## BEGIN Listed records

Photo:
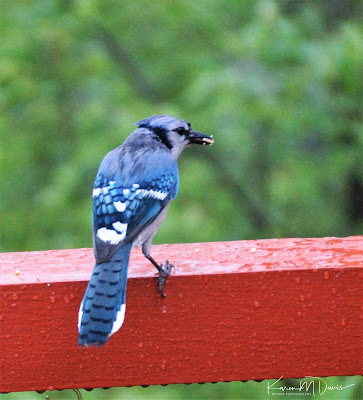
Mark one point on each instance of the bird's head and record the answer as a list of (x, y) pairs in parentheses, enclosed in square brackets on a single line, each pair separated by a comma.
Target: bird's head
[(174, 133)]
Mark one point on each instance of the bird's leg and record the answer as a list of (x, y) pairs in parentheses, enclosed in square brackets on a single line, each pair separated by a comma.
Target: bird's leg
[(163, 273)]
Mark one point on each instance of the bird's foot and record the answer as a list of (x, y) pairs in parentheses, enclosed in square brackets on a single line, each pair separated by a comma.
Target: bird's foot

## END Listed records
## BEGIN Listed records

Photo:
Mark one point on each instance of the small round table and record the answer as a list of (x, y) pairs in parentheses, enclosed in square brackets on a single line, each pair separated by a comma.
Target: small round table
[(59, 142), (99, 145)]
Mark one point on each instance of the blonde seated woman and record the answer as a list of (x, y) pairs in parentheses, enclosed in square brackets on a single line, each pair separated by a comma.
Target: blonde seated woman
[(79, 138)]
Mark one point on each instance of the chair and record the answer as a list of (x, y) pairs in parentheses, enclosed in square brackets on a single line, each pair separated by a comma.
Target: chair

## END Listed records
## BEGIN Listed records

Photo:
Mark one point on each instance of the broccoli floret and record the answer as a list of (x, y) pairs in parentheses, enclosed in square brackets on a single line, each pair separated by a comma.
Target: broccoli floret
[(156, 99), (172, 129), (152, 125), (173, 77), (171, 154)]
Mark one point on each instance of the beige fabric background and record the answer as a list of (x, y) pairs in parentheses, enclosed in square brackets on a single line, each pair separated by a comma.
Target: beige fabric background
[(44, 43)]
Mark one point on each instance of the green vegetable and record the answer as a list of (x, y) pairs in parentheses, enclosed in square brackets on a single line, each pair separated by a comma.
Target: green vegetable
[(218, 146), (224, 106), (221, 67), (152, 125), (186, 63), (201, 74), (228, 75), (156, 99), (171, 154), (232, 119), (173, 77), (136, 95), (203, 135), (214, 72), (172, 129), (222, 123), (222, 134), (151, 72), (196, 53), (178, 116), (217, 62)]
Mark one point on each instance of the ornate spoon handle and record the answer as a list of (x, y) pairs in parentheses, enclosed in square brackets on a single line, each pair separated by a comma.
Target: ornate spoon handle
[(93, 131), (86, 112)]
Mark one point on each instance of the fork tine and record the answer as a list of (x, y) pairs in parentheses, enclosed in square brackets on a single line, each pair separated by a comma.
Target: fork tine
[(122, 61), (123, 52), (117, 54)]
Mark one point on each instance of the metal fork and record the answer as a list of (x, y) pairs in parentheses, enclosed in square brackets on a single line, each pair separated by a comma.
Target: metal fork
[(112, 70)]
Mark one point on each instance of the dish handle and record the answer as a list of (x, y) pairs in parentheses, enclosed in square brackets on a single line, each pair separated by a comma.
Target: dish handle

## END Listed records

▸ **Request**
Return, word for word, the lines of the records from the line with "Mark one point on each instance of the green" to the line with "Target: dish handle", both of those lines included.

▸ **Task response**
Mark one point on each instance of the green vegetable and record the answer as a list of (x, y) pairs in parentheses, enclosed in square brackets on a single line, each pair separated by a comma.
Target: green vegetable
[(218, 146), (224, 106), (221, 67), (152, 125), (186, 63), (201, 74), (228, 75), (156, 99), (171, 154), (232, 119), (173, 77), (136, 95), (203, 135), (214, 72), (172, 129), (222, 123), (222, 134), (151, 72), (196, 53), (178, 116), (217, 62)]
Mark one point on each instance of the ornate spoon handle and record the answer as a list of (x, y) pairs in parentheses, enclosed in square brackets on a single line, each pair separated by a comma.
Target: ornate spoon handle
[(93, 131), (86, 112)]
Mark one point on each instance of the fork tine and record the answer as a list of (x, y) pairs in parentheses, enclosed in square brackets on a single line, each pair separated by a comma.
Target: fork tine
[(122, 61), (123, 52), (117, 54)]
Mark one point on each instance of the metal fork and record the answer as a list of (x, y) pairs in parentheses, enclosed in square brackets on a single line, each pair separated by a comma.
Target: metal fork
[(112, 70)]
Mark one point on each instance of the dish handle and record the answer as a list of (x, y) pairs in parentheses, enclosed in square brackets on a single line, each pair separated by a comma.
Target: dish handle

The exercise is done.